## Stored entries:
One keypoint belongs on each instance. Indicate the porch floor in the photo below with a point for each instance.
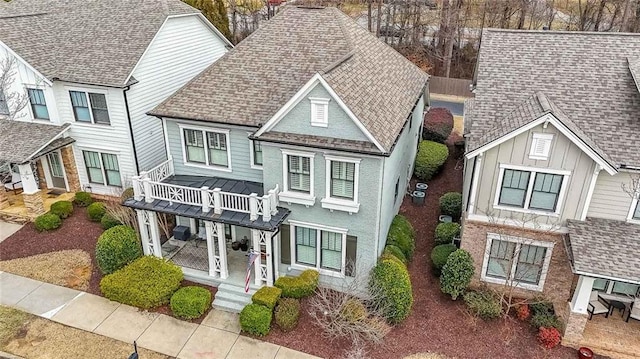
(612, 336)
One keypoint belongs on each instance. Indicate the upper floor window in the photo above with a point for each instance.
(91, 107)
(38, 104)
(319, 112)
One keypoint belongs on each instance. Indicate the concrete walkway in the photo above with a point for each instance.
(217, 336)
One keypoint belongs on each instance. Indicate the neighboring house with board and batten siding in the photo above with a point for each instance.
(92, 70)
(552, 171)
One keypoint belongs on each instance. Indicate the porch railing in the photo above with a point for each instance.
(148, 187)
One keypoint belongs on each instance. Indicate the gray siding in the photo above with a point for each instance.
(564, 155)
(238, 145)
(298, 120)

## Work instructions:
Reproduce the records exactly, images excluded.

## Exercise response:
One keypoint belongs on each instance. Indicate the porch floor in the photo below with a point for each instance.
(612, 336)
One keypoint belongs on each instance. Indicate the upper floor window in the photo above with a point for each instance.
(91, 107)
(38, 104)
(319, 112)
One keypoint belongs on each instance. Indicate the concrete walkway in the photo above with a point for each instance.
(217, 336)
One keypoint belongs on each instance. Indicate the neighboring house with board and batten siding in the photo above with a point for each instance.
(92, 70)
(552, 171)
One keypoint belongs on each instance. Indicate the porch railing in the photo above with a point for each instance.
(148, 187)
One keypoint belongs on each instance. Indicate the gray siding in the photo above with a point for each instance.
(564, 155)
(238, 145)
(298, 120)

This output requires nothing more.